REQUISITOS:
a - Resuma em duas frases o excerto sobre a possível extinção dos bancos comerciais.
b - Dê a continuação do excerto sobre o futuro dos bancos comerciais a partir da última frase apresentada.

EXCERTO DO DOCUMENTO:

+ + +

Na primeira parte desta série de artigos, vimos que qualquer banco comercial encerra em si a semente da sua destruição, já que a viabilidade do negócio depende de tratar os depósitos como empréstimos de longa duração. Na segunda, tentámos perceber porque a sociedade aceita viver sob a ameaça de falência e como a regulação não pode, por si só, resolver o problema. Na terceira aplicamos esse modelo conceptual à recente crise e na última tentaremos, finalmente, responder à pergunta que dá título a esta série de textos: estaremos perante a extinção dos bancos comerciais?

Pouco provável, dirá o leitor. No entanto, se a atividade dos bancos é 1) inerentemente frágil 2) aumenta o custo de fidelizar os clientes e 3) e exige uma enorme rentabilidade para compensar o risco, é medianamente claro que o sistema financeiro terá de procurar uma reestruturação que permita: ou o aumento da robustez; ou aumento das margens; ou a redução do custo do capital. Ou uma combinação das três coisas.

+ + +

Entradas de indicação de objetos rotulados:
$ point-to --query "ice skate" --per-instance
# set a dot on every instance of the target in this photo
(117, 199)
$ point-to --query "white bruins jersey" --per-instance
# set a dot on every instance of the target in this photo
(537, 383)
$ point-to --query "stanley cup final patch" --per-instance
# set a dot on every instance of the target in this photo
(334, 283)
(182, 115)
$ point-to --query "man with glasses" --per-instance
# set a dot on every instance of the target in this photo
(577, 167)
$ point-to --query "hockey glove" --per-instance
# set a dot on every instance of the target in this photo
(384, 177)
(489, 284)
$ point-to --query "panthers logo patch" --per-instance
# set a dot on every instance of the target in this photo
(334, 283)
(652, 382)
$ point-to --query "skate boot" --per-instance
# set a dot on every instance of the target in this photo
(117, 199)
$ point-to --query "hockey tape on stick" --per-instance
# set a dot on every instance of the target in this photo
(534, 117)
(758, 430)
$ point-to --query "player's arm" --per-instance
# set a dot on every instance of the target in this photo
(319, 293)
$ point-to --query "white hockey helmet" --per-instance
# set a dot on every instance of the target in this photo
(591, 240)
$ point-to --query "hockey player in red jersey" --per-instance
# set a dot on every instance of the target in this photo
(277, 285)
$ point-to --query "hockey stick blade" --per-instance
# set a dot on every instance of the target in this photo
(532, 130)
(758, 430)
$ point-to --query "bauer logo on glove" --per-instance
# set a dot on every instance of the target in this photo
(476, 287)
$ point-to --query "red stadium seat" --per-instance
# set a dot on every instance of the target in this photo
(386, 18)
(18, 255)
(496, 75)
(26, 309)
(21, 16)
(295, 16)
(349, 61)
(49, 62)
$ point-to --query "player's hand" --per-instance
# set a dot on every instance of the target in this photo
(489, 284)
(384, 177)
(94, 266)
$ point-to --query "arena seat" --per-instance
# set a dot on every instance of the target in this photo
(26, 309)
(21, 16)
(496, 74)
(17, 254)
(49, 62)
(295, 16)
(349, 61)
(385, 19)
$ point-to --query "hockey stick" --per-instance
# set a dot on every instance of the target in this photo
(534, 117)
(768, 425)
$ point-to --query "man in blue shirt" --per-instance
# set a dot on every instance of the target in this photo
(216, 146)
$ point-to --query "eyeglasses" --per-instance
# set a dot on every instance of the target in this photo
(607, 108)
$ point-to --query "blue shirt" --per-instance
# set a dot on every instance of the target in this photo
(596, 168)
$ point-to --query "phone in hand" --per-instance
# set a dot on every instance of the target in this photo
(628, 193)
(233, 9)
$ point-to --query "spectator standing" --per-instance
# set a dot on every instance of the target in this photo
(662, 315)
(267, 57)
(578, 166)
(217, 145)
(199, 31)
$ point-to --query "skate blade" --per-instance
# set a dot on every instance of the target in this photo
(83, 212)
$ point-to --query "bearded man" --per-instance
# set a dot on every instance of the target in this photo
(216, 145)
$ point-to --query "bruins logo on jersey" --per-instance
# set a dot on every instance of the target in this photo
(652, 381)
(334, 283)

+ + +

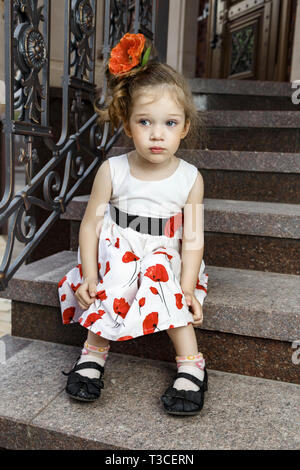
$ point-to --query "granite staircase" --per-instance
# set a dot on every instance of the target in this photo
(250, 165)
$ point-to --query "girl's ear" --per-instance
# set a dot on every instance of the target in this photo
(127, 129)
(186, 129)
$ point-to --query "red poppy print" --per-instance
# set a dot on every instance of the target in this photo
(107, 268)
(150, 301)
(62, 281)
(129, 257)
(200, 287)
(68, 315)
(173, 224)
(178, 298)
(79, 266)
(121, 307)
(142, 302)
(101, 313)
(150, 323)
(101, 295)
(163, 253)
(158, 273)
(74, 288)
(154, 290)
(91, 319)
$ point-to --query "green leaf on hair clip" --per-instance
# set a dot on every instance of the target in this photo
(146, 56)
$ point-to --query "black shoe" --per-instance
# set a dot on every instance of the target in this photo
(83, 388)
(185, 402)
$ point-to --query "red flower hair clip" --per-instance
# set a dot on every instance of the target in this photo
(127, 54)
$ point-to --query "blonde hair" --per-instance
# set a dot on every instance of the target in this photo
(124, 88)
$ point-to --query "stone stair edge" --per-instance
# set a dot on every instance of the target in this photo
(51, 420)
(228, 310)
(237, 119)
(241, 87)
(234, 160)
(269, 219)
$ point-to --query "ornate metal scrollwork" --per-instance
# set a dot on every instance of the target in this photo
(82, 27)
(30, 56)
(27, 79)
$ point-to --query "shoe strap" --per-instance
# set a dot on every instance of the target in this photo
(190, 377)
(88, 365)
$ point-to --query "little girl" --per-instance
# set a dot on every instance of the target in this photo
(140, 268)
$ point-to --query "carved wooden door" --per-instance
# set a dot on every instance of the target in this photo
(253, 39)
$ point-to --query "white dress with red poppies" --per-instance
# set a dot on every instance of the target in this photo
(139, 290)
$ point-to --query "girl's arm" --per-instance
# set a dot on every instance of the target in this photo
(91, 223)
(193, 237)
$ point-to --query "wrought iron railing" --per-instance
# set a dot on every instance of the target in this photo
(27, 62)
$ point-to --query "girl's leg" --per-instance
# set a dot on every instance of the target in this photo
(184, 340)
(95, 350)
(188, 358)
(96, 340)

+ + +

AS RESPOSTAS:
a - O excerto lembra que a série já mostrou que um banco comercial depende de tratar os depósitos como empréstimos de longa duração e que a regulação não basta para afastar a ameaça de falência, e anuncia que a última parte vai perguntar se os bancos comerciais estão perante a extinção. Defende que, sendo a atividade bancária frágil, cara na fidelização dos clientes e exigente em rentabilidade, o sistema financeiro terá de se reestruturar para ganhar robustez, aumentar as margens, reduzir o custo do capital ou combinar as três coisas.

b -
Na intervenção da FDIC na falência do SVB, que descrevemos sucintamente na segunda parte deste texto, verificou-se que 90% dos depósitos eram superiores a 250,000 dólares e, como tal, não estavam cobertos pelo seguro. Do ponto de vista legal, o FDIC não tinha a obrigação de os ressarcir, no entanto, foi isso o que fez. Similarmente, na Suíça, o SNB obrigou os accionistas do Credit Suisse a vender as acções à UBS por um preço simbólico, ao mesmo tempo que deixou os proprietários das obrigações de tipo AT1 de mãos a abanar, tudo para criar uma almofada suficientemente confortável entre o valor dos activos e a obrigação da UBS de garantir os depósitos sem que pudessem surgir dúvidas quanto à solvência da entidade que criassem um efeito bola de neve. A mesma preocupação ficou patente na operação de venda do First Republic à JP Morgan. Um dos motivos foi impedir que o contágio se alastre e todo o sistema bancário revele a sua fragilidade. O outro, o facto de muitos dos depósitos de maiores montantes não pertencerem a uma classe ociosa de aristocratas, mas a empresas que dependem deles para o normal desenvolvimento da sua actividade. O custo político e económico de o sistema financeiro não devolver integralmente todo e qualquer depósito bancário tornou-se demasiado alto para que os reguladores o possam sequer contemplar. Não é coincidência que os únicos dois casos neste século em que os reguladores financeiros impuseram prejuízos aos grandes depositantes foram a Islândia e o Chipre. Têm em comum o facto de os grandes depositantes serem quase todos estrangeiros.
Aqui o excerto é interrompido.